Short task
Your task is to print every entry below exactly as given.

**** Records supplied

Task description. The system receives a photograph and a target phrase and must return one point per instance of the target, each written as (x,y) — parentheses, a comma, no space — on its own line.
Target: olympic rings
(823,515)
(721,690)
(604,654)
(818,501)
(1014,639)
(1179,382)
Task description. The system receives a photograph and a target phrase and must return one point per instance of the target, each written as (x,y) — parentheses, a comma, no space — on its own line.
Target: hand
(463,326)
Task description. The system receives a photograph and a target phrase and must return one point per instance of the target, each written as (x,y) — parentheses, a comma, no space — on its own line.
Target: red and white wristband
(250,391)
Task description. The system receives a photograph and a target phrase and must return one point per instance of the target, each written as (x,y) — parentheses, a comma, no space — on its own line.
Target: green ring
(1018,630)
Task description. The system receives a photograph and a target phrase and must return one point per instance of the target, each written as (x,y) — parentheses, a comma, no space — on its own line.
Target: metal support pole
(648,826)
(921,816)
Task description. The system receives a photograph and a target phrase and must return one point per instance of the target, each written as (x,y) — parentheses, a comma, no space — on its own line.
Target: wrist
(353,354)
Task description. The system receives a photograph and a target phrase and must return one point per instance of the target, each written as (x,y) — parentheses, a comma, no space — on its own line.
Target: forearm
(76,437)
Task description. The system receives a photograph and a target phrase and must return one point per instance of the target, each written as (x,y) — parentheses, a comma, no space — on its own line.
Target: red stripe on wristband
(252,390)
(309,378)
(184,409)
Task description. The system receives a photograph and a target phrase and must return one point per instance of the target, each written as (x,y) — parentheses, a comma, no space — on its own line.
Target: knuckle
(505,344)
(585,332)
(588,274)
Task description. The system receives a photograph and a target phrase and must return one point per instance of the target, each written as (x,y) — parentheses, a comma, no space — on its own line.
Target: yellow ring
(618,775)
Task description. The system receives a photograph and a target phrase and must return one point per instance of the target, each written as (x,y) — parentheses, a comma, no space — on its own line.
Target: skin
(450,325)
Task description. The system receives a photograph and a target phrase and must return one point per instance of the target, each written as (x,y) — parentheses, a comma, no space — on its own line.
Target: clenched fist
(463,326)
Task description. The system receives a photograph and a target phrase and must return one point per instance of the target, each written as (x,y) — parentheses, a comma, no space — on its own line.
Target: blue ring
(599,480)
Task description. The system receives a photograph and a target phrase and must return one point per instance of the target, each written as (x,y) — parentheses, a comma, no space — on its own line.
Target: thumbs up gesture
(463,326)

********

Solution to this problem
Task description. The system receives a photograph and a target phrase and must return one point per instance of the target, each written as (x,y) — parentheses, a comma, no space — on its own line.
Target: olympic rings
(823,515)
(721,690)
(604,654)
(818,501)
(1014,639)
(1179,382)
Task description. The system receives a photograph and a target phrase and must return one point per instance of the target, each written as (x,y) — parentheses, a comma, no space — on its own line.
Target: hand
(463,326)
Task description. The system receives a photograph and a target phrase and must return one point per instance of the target, each written as (x,y) — parentheses, a comma, no space — on its own line.
Target: red and white wristband
(250,391)
Task description. The system receives a photograph and a target phrase and must return one point per instance of the target, each written as (x,y) — parentheses, a comma, no space — on its own line.
Target: green ring
(1018,630)
Task description. The system receives a photograph and a target phrase and must return one point per instance of the target, each written as (x,y) — parentheses, a comma, no space — on its own line.
Target: metal support pole
(648,826)
(921,816)
Task description. The system receives a photograph and a target phrase and must return one point per instance of the target, each written as (x,y) — parentheses, a comma, no space — on its own line.
Target: wrist
(353,354)
Task description. The system receives a photograph and a target phrase and must return one point per instance of the target, each written as (x,y) — parentheses, a comma, no space — on its own line.
Target: forearm
(76,437)
Task description. The system receives a photograph and a target phrase and must return one point per instance of the target, each written as (x,y) — parentheses, a comma, no space — on its own line.
Target: red stripe on wristband
(252,390)
(309,378)
(184,409)
Task description. The system receives a photograph and a target phrase and must return one point per instance of the target, each written as (x,y) — parentheses, a comma, no space — on its own line.
Target: knuckle
(505,344)
(585,332)
(588,274)
Task description. The system receives a photograph and a target phrase and must return one point per instance of the target, each written as (x,y) — parentheses, a comma, no space — on its own line.
Target: yellow ring
(618,775)
Task description. The system receives a photograph and a target phrase and must return one point per instance of the target, each written as (x,y) — parentheses, a comma, no space — on its own line.
Target: skin
(450,325)
Task description. The system receives a photograph and a target phrase and must return one point per instance of the target, each written as (x,y) — parentheses, a comma, no space — on its own line.
Target: clenched fist
(463,326)
Task description. The system receives a photograph and a target phrase and must return one point per instance of the target, each written as (x,y) — parentheses, a comma, no space — on its own line.
Target: blue ring
(599,480)
Task description. The system receives a photograph and a target phrase and must return one point per instance of the target, each written as (x,y) — parentheses, a comma, no space — on its own line.
Target: thumbs up gesture
(463,326)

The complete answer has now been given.